**WHAT IS EXPECTED**
Convert every line of the records below into a JSON list of strings, one string per line, leaving out blank lines.

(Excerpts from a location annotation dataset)
____________

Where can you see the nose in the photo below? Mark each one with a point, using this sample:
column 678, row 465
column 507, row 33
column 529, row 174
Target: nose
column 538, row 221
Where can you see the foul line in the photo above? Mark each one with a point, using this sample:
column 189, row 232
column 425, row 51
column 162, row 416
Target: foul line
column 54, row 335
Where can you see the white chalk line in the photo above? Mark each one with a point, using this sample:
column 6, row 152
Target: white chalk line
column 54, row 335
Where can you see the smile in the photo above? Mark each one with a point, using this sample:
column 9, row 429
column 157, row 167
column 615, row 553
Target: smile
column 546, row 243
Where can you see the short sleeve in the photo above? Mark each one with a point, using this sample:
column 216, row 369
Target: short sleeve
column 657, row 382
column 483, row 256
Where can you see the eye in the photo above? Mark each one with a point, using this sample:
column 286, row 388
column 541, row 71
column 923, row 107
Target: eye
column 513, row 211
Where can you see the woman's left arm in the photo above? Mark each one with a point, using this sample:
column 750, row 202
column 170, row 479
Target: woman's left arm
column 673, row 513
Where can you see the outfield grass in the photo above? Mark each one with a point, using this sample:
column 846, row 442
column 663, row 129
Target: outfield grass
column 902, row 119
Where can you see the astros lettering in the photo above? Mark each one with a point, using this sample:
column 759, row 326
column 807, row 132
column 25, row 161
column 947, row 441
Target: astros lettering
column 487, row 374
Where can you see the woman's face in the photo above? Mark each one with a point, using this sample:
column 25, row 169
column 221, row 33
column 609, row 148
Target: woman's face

____________

**COMPLETED EXERCISE**
[
  "Where can you see the nose in the photo below? Mark each one with a point, using this sample:",
  "column 678, row 465",
  "column 507, row 33",
  "column 529, row 174",
  "Target: nose",
  "column 538, row 221",
  "Where can you see the foul line in the photo above? Mark each one with a point, using this sample:",
  "column 189, row 232",
  "column 425, row 51",
  "column 162, row 416",
  "Target: foul line",
  "column 54, row 335",
  "Where can you see the white chalk line in the photo above? Mark each one with a point, using this sample:",
  "column 6, row 152",
  "Target: white chalk line",
  "column 54, row 335",
  "Where can you see the smile in the photo above? Mark each one with a point, using this sample:",
  "column 9, row 429",
  "column 157, row 167",
  "column 615, row 553",
  "Target: smile",
  "column 546, row 243",
  "Where can you see the short sleeve in the photo above? Mark each one with a point, using this sample:",
  "column 216, row 369",
  "Target: short sleeve",
  "column 657, row 382",
  "column 483, row 256",
  "Where can you see the eye in the photo above? Mark each one with a point, using this sample:",
  "column 286, row 388",
  "column 541, row 71",
  "column 923, row 107",
  "Target: eye",
  "column 513, row 211",
  "Where can you see the woman's left arm in the photo above? Mark each one with a point, using this sample:",
  "column 750, row 202",
  "column 170, row 479",
  "Target: woman's left arm",
  "column 673, row 513",
  "Where can you see the outfield grass in the photo above? Mark each one with a point, using this sample:",
  "column 846, row 442",
  "column 663, row 129",
  "Target: outfield grass",
  "column 902, row 119",
  "Where can you see the astros lettering in the photo above? Mark each one with a point, using this sample:",
  "column 759, row 326",
  "column 807, row 132",
  "column 25, row 161",
  "column 947, row 441",
  "Target: astros lettering",
  "column 487, row 374",
  "Where can you see the woman's face in the photo above? Mark each one with a point, using this sample:",
  "column 25, row 169",
  "column 221, row 33",
  "column 609, row 148",
  "Target: woman's face"
]